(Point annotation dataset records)
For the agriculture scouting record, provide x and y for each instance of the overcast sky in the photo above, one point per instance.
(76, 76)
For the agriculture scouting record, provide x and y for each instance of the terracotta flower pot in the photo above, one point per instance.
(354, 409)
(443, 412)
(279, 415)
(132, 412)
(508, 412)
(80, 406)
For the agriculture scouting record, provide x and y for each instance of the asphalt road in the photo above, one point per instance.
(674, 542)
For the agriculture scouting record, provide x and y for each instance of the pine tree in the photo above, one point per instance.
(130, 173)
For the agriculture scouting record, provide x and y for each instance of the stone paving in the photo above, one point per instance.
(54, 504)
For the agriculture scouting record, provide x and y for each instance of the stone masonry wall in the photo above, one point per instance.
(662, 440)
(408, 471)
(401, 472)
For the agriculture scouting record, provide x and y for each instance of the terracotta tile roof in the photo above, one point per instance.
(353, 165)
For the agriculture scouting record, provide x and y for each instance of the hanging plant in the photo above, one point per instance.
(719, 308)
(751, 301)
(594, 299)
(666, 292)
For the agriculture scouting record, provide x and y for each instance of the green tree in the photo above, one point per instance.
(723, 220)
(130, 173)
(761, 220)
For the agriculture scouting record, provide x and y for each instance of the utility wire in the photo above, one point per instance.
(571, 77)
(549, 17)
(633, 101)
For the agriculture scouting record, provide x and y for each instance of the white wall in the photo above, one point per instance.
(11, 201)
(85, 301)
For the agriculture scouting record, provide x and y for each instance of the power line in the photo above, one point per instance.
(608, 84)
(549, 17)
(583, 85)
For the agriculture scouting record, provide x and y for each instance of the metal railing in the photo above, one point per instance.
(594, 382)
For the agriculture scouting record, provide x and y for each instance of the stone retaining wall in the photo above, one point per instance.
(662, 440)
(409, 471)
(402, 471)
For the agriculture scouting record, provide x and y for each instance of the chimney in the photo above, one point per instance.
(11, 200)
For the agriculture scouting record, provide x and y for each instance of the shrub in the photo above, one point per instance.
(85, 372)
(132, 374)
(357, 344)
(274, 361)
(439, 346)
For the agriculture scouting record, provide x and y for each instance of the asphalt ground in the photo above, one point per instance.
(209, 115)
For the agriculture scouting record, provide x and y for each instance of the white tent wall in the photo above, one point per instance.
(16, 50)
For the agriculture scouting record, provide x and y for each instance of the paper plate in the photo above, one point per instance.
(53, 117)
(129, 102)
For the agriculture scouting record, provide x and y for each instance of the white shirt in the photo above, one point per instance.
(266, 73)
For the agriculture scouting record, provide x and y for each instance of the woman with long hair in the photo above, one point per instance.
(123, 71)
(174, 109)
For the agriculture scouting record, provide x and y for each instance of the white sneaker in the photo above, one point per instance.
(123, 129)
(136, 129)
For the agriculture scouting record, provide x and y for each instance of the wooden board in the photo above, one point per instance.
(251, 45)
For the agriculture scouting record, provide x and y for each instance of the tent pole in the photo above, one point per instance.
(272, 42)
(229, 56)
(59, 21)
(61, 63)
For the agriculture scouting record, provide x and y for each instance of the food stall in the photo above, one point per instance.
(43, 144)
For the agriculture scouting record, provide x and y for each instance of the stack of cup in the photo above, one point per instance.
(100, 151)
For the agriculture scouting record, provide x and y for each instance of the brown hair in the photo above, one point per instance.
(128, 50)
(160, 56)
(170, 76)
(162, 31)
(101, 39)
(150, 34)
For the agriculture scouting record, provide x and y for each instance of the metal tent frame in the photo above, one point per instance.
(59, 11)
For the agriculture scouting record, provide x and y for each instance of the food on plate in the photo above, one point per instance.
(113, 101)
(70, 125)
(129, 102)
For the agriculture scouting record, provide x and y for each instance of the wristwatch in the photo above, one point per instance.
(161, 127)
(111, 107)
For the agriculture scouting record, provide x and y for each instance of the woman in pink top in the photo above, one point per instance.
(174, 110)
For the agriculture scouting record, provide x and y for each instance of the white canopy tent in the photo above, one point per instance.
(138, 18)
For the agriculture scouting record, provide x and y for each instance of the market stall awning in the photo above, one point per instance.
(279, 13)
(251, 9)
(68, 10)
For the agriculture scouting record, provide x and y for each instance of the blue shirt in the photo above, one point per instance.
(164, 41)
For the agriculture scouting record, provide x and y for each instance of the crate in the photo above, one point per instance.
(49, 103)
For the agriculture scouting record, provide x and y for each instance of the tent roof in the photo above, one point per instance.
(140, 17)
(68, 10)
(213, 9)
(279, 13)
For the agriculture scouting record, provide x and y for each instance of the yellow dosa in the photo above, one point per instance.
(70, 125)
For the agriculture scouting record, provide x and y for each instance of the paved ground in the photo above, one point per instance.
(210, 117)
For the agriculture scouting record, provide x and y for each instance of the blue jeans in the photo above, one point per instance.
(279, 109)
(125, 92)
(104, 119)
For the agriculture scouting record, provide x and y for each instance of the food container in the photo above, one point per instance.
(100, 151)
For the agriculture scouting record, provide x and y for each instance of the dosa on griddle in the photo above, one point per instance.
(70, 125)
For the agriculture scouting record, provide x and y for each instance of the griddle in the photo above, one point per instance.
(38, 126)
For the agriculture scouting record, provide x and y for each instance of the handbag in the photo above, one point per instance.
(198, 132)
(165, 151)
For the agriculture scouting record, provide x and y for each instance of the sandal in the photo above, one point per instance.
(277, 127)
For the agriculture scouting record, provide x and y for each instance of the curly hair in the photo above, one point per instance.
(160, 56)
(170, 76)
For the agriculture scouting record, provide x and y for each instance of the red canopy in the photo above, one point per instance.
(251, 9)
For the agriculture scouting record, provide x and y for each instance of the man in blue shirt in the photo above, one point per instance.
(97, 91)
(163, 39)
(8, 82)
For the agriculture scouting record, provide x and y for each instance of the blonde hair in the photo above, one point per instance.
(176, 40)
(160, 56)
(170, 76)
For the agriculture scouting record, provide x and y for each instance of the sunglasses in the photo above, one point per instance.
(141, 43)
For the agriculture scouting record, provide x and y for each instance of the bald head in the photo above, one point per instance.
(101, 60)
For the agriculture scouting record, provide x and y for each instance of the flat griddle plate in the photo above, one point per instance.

▸ SET EXERCISE: Copy out each line exactly.

▸ WORKED ANSWER:
For the agriculture scouting record, provide x and y for each instance of the overcast sky in the photo above, one point per instance.
(76, 76)
For the agriculture scouting record, provide x and y for each instance of the terracotta flower pot in the photo above, one point per instance.
(354, 409)
(443, 412)
(279, 415)
(132, 412)
(508, 412)
(80, 406)
For the agriculture scouting record, provide x and y for each instance of the asphalt road in the photo above, one point per instance.
(674, 542)
For the agriculture scouting record, provide x and y for each instance of the pine tree in the photo above, one point per instance.
(130, 173)
For the agriculture scouting record, provide x and y for each instance of the stone paving in the photo above, one point per instance.
(54, 504)
For the agriculture scouting record, provide x and y for each instance of the stone masonry wall in the photo above, one point per instance.
(662, 440)
(408, 471)
(401, 472)
For the agriculture scouting record, provide x and y for each instance of the terracotta tile roof in the photo above, one point per instance.
(353, 165)
For the agriculture scouting record, provide x and y for each instance of the hanging plant in the photo above, one point per instance.
(719, 308)
(751, 301)
(594, 299)
(666, 292)
For the agriculture scouting record, provide x and y for each instance of the green tree in the photo above, one point per instance.
(723, 220)
(130, 173)
(761, 220)
For the agriculture scouting record, provide x and y for each instance of the utility wire in the photo above, one point per instance.
(571, 77)
(549, 17)
(633, 101)
For the agriculture scouting record, provide x and y for each instance of the white wall in the photo above, one point per instance.
(11, 201)
(85, 301)
For the agriculture scouting record, provide x and y for each instance of the power line in the photo above, one point per instance.
(608, 84)
(549, 17)
(583, 85)
For the agriculture scouting record, provide x and y for each instance of the metal railing in the photo above, one point per instance.
(594, 382)
For the agriculture scouting record, provide x and y for each instance of the stone retaining wall in the photo above, one point per instance.
(662, 440)
(409, 471)
(402, 471)
For the agriculture scouting record, provide x and y for each instance of the chimney in the photo above, one point per instance.
(11, 200)
For the agriculture scouting record, provide x and y for each instance of the shrub in the photo above, one point per instance.
(85, 372)
(132, 374)
(357, 344)
(274, 361)
(439, 346)
For the agriculture scouting record, provide x and y for each instance of the asphalt ground in the photo above, one point per instance.
(209, 115)
For the agriculture scouting record, provide x and y for each instance of the white tent wall in the photo above, one point per instance.
(16, 50)
For the agriculture scouting record, provide x and y for each instance of the paper plate in the photo above, one point per instance.
(53, 117)
(129, 102)
For the agriculture scouting record, provide x and y for each instance of the white shirt in the photo above, one point per instance.
(266, 73)
For the agriculture scouting record, provide x and y for each instance of the woman with long hair in the photo above, one point per instance.
(123, 71)
(174, 109)
For the agriculture scouting record, provide x and y for each instance of the white sneaker in the photo above, one point per instance.
(123, 129)
(136, 129)
For the agriculture scouting record, provide x and y for each instance of the wooden board in the photo above, one point per instance.
(251, 45)
For the agriculture scouting record, provide x and y for each instance of the tent pole in the photo above, one point per instance.
(272, 42)
(229, 56)
(59, 21)
(61, 63)
For the agriculture scouting record, provide x and y for each instance of the food stall in the photo above, one point per instance.
(43, 144)
For the agriculture scouting record, provide x and y for each instance of the stack of cup in the photo above, one point per instance.
(100, 151)
For the agriculture scouting record, provide x and y for each instance of the brown hair in the photo above, one point per instance.
(128, 50)
(160, 56)
(170, 76)
(162, 31)
(101, 39)
(150, 34)
For the agriculture scouting record, provide x and y for each instance of the metal tent frame in the photo above, one point per instance.
(59, 11)
For the agriculture scouting record, provide x and y for each instance of the food on plate in the photo above, one point per instance.
(113, 101)
(70, 125)
(129, 102)
For the agriculture scouting record, provide x and y for each instance of the wristwatch in the photo above, one point per instance.
(161, 127)
(111, 107)
For the agriculture scouting record, provide x and y for each instance of the woman in pink top in the photo above, one point per instance.
(174, 110)
For the agriculture scouting record, provide x and y for each instance of the white canopy tent in the photo above, one point per instance.
(138, 18)
For the agriculture scouting record, provide x and y for each instance of the market stall awning in the photo above, one point per instance.
(279, 13)
(251, 9)
(68, 10)
For the agriculture scouting record, provide x and y for each instance of the blue shirt in the photo above, one point per instance.
(164, 41)
For the agriculture scouting record, provide x and y for each instance of the crate in the photo above, one point per instance.
(49, 103)
For the agriculture scouting record, provide x and y for each instance of the tent roof in the photo above, one point per instance.
(140, 17)
(68, 10)
(213, 9)
(279, 13)
For the agriculture scouting record, provide x and y for each instance of the yellow dosa in the photo above, one point per instance.
(70, 125)
For the agriculture scouting record, provide x and y for each instance of the paved ground in the photo above, one point per instance.
(210, 117)
For the agriculture scouting record, provide x and y for each instance of the blue jeans in the photo above, one point per instance.
(279, 109)
(125, 92)
(104, 119)
For the agriculture scouting record, provide x and y for each instance of the food container in the photo above, one point per instance.
(100, 151)
For the agriculture scouting record, provide x and y for each instance of the dosa on griddle in the photo above, one point per instance.
(70, 125)
For the agriculture scouting record, provide x and y for each instance of the griddle in the photo above, one point per instance.
(38, 126)
For the agriculture scouting record, provide x and y for each instance of the handbag in the photo above, one point per instance.
(198, 132)
(165, 151)
For the agriculture scouting record, provide x and y for each instance of the sandal in the photo above, one point per instance.
(277, 127)
For the agriculture scouting record, provide x and y for each instance of the curly hair in the photo above, one point per instance.
(160, 56)
(170, 76)
For the agriculture scouting record, provide x and y for each instance of the red canopy in the photo above, one point per instance.
(251, 9)
For the agriculture scouting record, provide x and y for each instance of the man in blue shirt in the photo above, one point per instance.
(97, 91)
(163, 39)
(8, 82)
For the agriculture scouting record, provide x and y for each instance of the blonde hair in the photo above, one point per instance.
(176, 40)
(160, 56)
(170, 76)
For the agriculture scouting record, provide x and y for each instance of the sunglasses in the photo above, one point per instance.
(141, 43)
For the agriculture scouting record, provide x and y for each instance of the bald head in the photo above, one point per instance.
(101, 60)
For the agriculture scouting record, provide x and y for each instance of the flat griddle plate in the photo above, one point per instance.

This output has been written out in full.